++++ AUSGEWÄHLTER AUSZUG

In diesem Research Update stellen wir die beiden Artikel vor:
- Artikel 1 beleuchtet, wie wir von etablierten Sicherheitsdisziplinen wie der Luftfahrt oder dem Gesundheitswesen lernen können, um bessere Meldesysteme für Cybervorfälle zu entwickeln.
- Artikel 2 zeigt, wie die Risikoforschung mit ihren Erkenntnissen zu Wahrnehmung, Kommunikation und Verhalten einen entscheidenden Beitrag zur Cybersicherheit leisten kann.
Artikel 1: Lernen von der «Safety» – Was Cybersecurity für das Meldewesen lernen kann
Der Artikel ist ein Review-Artikel, erschienen im Journal of Cybersecurity (2025. Er fasst den aktuellen Stand der Forschung zusammen, bewertet bestehendes Wissen kritisch und entwickelt neue Perspektiven. Das Forschungsteam – unter anderem von der ZHAW, der Universität Zürich und der ETH Zürich – verfolgt dabei einen interdisziplinären Ansatz. Statt eigene Experimente durchzuführen, analysieren die Autor:innen jahrzehntelange Erfahrungen aus der Sicherheitsforschung und prüfen, welche Lehren für die Cybersecurity gezogen werden können.

++++++++
++++ BEREITGESTELLTES MATERIAL

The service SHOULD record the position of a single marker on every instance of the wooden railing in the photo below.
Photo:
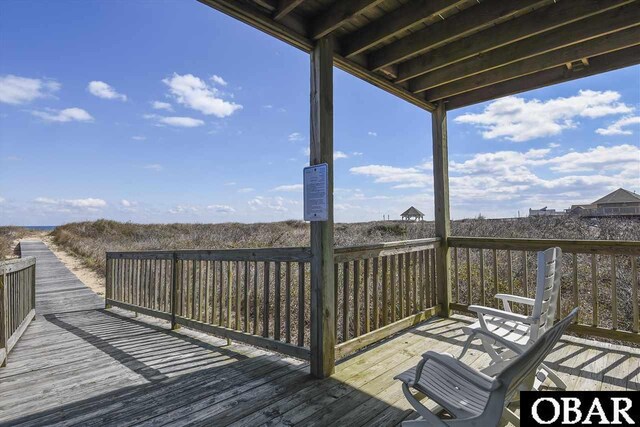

++++++++

## [AUFGABEN]
1. Übersetze den Satz „Das Forschungsteam – unter anderem von der ZHAW, der Universität Zürich und der ETH Zürich – verfolgt dabei einen interdisziplinären Ansatz.“ aus dem Auszug zur Cybersicherheitsforschung ins Englische.
2. Schreib den Auszug zur Cybersicherheitsforschung im Anschluss an seinen letzten Satz weiter.

## [ANTWORTEN]
1. The research team – including members from ZHAW, the University of Zurich and ETH Zurich – takes an interdisciplinary approach.

2.
Im Mittelpunkt steht die Frage: Wie lassen sich bessere Meldesysteme für Cybervorfälle entwickeln?
Obwohl Unternehmen heute viele technische Überwachungssysteme einsetzen, bleibt die manuelle Meldung durch Menschen entscheidend – sei es das Weiterleiten einer Phishing-Mail oder das Melden einer Schwachstelle. Doch in der Praxis gibt es grosse Probleme: Viele Vorfälle werden nicht gemeldet, die Kanäle sind unklar, und oft herrscht Unsicherheit darüber, was überhaupt relevant ist.
Die Autor:innen schlagen deshalb vor, sich an der „Safety Science“ zu orientieren. In der Luftfahrt oder im Gesundheitswesen sind Meldesysteme seit Jahrzehnten etabliert und haben dort massgeblich zur Verbesserung der Sicherheit beigetragen.

Vorgehen
Das Forschungsteam führte eine systematische Literaturübersicht durch. Analysiert wurden 37 Übersichtsarbeiten aus der Sicherheitsforschung, vor allem aus Luftfahrt und Medizin. Diese Ergebnisse wurden thematisch ausgewertet und auf die Cybersecurity übertragen. So entstand ein neues Rahmenmodell, das die unterschiedlichen Formen von Vorfallmeldungen in einem einheitlichen Konzept zusammenführt.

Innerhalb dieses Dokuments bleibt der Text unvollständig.